- [WORK INSTRUCTIONS]: Extend the statutory provision on the central office's powers over registering a building society's memorandum, starting right after its last sentence.

- [PAGE EXCERPT]:
::::::

Powers of central office

F70311

1

The central office, on receiving from a building society the declaration required by and the other documents referred to in paragraph 8 above, shall refer to the Commission for its determination the questi on whether or not the memorandum of the society’s powers is to be registered.

2

On a reference to the Commission of the question whether or not the memorandum of a society’s power is to be registered—

a

if the declaration contains the statement specified in paragraph 8(3)(a) above and the Commission has no reasonable cause to believe that the society in question has carried on any activity comprised in the power to which the obligation imposed by paragraph 8 above extends at any time during the period which begin one year before the specified date (or with 1st April 1986, if later) and expired on the date on which it considers the reference, the Commission shall direct the central office to register the memorandum, and

b

in any other case, the Commission may, as it thinks fit, direct the central office to register, or not to register, the memorandum.

3

The Commission, in deciding, in a case falling within sub-paragraph (2)(b) above, whether or not to direct the registration of the memorandum of a society’s powers may have regard to all the circumstances of the case.

4

No registration of a memorandum shall be effected by the central office under paragraph 2(2) or 3(2) above before the expiry of the period of 21 days beginning with the date on which it receives the declaration required by and the other documents referred to in paragraph 8 above.

5

If the central office, in pursuance of a direction of the Commission under sub-paragraph (2) above, refuses registration of the memorandum of a society’s powers under sub-paragraph (1) above it shall serve on the society a notice—

a

recording its refusal,

b

specifying the activity which is believed to constitute a breach of the society’s obligation, and

c

directing the society to make an application to the Commission under section 38 for a determination under that section whether the activity was or was not within the powers of the society at the time specified under sub-paragraph (b) above,

and shall send a copy of the notice to the Commission.

::::::

- [EXTRACTED ENTRIES]:

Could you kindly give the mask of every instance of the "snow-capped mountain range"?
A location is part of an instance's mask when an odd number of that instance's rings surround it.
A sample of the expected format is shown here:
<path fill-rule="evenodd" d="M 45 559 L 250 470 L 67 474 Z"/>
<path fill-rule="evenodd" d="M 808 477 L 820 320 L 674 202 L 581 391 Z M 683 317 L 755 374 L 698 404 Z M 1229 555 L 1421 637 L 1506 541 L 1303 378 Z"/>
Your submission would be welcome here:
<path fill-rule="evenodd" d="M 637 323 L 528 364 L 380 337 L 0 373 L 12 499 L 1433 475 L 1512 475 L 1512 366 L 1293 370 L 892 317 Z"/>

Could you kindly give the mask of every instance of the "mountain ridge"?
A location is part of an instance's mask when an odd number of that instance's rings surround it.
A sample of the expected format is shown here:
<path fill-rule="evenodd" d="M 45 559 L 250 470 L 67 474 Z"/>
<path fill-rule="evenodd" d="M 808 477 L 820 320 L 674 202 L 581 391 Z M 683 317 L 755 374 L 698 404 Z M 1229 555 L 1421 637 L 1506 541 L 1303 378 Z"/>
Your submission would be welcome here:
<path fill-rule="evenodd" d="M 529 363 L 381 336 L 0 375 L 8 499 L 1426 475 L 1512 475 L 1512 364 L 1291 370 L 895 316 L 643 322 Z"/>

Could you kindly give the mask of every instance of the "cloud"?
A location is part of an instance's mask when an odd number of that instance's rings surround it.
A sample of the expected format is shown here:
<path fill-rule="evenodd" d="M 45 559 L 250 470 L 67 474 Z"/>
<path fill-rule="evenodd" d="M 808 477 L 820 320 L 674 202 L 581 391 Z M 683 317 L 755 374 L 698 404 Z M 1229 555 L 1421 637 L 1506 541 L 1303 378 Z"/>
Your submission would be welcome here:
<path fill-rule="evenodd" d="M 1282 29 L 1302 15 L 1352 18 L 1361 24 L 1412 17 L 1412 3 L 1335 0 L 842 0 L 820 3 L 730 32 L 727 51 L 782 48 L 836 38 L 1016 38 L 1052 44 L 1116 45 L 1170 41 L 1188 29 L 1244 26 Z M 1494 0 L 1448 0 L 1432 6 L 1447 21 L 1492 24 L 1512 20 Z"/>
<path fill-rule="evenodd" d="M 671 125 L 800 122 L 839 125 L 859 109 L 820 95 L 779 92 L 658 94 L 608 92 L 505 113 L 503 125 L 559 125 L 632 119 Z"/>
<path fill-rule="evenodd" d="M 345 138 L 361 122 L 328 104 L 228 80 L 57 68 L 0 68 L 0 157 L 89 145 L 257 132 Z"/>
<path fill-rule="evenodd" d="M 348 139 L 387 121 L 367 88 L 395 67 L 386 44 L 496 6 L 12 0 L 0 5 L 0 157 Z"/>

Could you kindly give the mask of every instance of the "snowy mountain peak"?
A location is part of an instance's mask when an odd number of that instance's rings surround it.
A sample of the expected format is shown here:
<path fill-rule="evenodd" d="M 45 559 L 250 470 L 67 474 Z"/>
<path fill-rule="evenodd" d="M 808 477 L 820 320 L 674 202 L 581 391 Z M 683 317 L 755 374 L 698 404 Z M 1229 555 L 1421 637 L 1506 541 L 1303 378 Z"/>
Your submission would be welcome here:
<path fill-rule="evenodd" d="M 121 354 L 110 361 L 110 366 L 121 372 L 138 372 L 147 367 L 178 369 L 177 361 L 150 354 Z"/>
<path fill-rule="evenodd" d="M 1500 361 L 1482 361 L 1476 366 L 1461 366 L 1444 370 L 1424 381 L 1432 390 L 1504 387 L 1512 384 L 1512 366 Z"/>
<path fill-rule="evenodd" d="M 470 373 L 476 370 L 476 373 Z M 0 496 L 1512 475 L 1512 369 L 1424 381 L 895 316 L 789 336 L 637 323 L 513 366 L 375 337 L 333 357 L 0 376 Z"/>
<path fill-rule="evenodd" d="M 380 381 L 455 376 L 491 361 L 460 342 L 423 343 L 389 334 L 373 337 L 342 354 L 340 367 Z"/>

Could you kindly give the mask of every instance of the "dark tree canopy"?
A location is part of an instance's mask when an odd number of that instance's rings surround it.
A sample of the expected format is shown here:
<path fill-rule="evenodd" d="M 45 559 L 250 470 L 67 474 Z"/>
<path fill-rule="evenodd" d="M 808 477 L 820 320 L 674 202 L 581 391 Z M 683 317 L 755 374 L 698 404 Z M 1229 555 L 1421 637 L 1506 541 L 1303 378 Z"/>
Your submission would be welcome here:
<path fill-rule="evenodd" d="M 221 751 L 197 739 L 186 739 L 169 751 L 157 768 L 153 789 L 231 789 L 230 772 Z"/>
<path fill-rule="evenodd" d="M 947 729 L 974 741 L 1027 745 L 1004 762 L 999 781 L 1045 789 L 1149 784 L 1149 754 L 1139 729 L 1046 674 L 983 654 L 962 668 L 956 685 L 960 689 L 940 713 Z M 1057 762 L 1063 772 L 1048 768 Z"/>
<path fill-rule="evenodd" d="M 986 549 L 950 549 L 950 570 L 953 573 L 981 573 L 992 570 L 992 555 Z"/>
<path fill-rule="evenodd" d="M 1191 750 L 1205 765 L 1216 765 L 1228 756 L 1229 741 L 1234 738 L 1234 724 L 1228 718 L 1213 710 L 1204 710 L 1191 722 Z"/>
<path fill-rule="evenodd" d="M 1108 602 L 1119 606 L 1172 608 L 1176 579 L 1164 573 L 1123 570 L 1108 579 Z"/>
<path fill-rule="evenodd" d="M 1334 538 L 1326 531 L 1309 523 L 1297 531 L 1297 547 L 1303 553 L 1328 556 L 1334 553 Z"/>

::::::

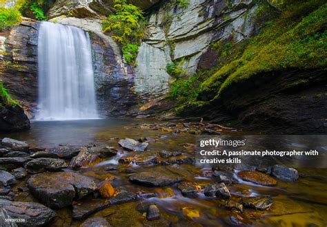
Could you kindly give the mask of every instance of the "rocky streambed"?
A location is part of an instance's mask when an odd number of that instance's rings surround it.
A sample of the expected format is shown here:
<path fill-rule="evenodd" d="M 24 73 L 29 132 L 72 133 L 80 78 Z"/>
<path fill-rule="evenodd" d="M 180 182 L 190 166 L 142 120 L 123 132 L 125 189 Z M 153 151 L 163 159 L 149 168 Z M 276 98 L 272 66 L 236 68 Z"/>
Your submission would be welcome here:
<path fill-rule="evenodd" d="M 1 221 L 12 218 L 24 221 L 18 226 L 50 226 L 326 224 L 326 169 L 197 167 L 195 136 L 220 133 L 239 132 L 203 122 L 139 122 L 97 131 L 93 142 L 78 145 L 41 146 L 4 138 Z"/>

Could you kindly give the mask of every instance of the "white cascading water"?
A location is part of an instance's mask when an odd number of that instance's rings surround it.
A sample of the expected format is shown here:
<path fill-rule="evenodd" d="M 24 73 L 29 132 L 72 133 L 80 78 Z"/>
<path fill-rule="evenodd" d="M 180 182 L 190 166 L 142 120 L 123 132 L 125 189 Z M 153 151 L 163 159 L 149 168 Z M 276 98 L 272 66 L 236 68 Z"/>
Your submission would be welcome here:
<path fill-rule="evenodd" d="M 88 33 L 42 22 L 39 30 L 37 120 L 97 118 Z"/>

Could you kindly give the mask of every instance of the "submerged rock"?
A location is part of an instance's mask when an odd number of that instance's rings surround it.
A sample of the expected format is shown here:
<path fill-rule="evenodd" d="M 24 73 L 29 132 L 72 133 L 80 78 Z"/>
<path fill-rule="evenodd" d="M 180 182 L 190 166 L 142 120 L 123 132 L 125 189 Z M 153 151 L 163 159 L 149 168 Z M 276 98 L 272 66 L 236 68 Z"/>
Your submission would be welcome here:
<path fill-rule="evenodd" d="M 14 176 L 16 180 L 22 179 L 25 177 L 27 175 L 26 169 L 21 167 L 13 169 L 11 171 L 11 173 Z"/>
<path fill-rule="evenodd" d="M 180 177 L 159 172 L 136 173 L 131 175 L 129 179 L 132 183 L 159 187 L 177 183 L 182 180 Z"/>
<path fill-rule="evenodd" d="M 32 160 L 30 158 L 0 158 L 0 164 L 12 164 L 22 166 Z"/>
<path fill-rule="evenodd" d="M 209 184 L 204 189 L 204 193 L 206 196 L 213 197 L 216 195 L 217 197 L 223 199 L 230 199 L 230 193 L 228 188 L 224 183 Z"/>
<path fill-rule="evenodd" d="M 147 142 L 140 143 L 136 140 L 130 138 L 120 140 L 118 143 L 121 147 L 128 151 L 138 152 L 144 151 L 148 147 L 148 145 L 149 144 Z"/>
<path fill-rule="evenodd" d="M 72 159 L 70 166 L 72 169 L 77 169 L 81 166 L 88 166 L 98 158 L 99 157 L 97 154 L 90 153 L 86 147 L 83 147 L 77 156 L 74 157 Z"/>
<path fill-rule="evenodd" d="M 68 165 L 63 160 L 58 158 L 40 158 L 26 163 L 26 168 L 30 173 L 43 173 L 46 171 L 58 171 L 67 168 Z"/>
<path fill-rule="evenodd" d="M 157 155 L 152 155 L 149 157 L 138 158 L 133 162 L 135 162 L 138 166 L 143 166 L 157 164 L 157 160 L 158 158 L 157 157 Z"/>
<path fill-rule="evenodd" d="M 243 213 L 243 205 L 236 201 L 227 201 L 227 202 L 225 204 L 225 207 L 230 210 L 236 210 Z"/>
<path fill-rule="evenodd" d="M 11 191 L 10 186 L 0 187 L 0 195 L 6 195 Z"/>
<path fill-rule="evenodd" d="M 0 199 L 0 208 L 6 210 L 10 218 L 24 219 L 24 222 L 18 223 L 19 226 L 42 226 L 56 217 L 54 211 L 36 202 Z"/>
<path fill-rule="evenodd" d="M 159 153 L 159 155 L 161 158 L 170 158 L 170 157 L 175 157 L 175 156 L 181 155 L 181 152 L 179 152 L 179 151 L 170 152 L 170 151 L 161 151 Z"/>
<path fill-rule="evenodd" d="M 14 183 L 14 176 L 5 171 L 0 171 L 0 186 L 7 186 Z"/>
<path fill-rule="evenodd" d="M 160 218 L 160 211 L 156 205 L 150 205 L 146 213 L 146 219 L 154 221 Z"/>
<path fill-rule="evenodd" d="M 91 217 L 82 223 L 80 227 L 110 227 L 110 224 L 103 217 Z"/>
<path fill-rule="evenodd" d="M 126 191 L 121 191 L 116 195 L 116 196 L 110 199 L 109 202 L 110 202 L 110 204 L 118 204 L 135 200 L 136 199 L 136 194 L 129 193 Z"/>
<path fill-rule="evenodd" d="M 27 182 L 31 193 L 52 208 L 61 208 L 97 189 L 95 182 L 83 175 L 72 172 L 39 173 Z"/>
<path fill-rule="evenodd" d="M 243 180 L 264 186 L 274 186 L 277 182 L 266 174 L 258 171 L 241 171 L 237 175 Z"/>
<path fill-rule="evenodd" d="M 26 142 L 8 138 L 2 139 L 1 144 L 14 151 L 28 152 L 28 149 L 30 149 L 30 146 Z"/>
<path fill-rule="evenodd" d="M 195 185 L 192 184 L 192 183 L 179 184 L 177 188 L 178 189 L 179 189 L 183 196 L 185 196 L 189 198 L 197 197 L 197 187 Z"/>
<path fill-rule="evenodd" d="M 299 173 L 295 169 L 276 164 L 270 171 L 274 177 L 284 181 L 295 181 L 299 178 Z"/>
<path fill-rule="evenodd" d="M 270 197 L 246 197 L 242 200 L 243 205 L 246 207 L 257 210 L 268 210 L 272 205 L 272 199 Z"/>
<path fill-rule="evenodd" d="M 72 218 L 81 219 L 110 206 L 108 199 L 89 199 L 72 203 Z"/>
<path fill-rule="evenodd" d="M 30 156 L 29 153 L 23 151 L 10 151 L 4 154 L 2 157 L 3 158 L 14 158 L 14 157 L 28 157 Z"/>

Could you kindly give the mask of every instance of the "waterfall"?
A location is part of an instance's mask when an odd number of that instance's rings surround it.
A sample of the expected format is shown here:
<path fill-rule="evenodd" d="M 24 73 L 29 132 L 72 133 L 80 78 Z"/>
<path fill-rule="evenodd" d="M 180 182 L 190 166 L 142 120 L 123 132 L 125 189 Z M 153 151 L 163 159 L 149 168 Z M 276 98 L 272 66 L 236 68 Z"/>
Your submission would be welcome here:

::::::

- [EXERCISE ANSWER]:
6

The central office shall comply with any direction as regards the registration of the memorandum of the society’s powers given to it by the Commission consequent on the Commission’s determination of the society’s powers under section 38.

7

Nothing in the foregoing provisions of this Schedule implies that it is improper for any of the following, that is to say—

a

the Chief Registrar or any assistant registrar of the central office,

b

the assistant registrar of friendly societies for Scotland,

c

the registrar of building societies for Northern Ireland, or

d

the Commission,

to give to a building society or building societies generally an indication of the action the Commission might or might not take in exercising its functions under this paragraph; and no decision of the Commission under this paragraph shall be liable to be set aside by reason of the indication having been given.

8

In this paragraph “the specified date” has the same meaning as in paragraph 2 or, as the case may be, 3 above.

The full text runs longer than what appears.